_Records for this task_.
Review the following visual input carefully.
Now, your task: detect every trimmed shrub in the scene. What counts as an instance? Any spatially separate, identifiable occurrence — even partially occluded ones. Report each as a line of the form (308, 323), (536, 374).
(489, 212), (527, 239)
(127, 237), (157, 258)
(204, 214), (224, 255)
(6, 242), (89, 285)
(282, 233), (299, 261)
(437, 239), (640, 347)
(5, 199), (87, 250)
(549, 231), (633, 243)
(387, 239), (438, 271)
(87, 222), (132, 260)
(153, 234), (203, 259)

==

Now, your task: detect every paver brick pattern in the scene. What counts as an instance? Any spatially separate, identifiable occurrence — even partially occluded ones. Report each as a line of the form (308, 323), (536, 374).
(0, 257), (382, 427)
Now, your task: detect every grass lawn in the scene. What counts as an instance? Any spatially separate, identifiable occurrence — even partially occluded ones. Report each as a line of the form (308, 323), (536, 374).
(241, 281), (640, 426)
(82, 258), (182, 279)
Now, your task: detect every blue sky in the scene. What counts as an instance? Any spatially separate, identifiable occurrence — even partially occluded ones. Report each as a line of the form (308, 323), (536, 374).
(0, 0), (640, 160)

---

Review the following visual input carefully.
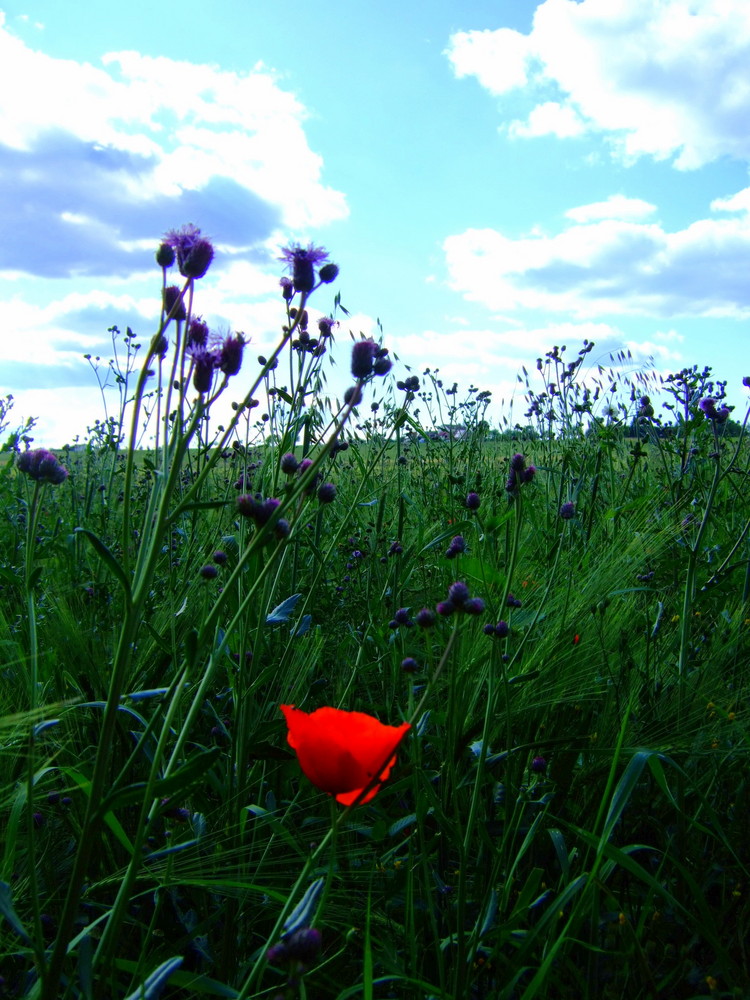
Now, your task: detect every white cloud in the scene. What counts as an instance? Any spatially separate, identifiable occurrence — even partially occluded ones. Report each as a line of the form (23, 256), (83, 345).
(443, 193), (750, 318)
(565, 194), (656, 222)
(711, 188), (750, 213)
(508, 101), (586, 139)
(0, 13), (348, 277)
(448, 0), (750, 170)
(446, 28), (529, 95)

_Short task_. Retype the listing from the line that has "Now, your task: detect every grass" through the line that has "(0, 0), (640, 160)", keeping every character the same and including both of those lines.

_Expected answer_.
Now, your task: detect every grass lawn in the scene. What counts as an instance? Any spatially separate, identifiable occurrence — even partially occluded ones. Report each as a line of the form (308, 323), (536, 374).
(241, 281), (640, 426)
(82, 258), (182, 279)
Now, your task: detect every blue sky in the scene. What counts as an instance? Any spatially separate, identifiable occurrence — even partially occluded ones. Report each as a line of the form (308, 323), (536, 374).
(0, 0), (640, 160)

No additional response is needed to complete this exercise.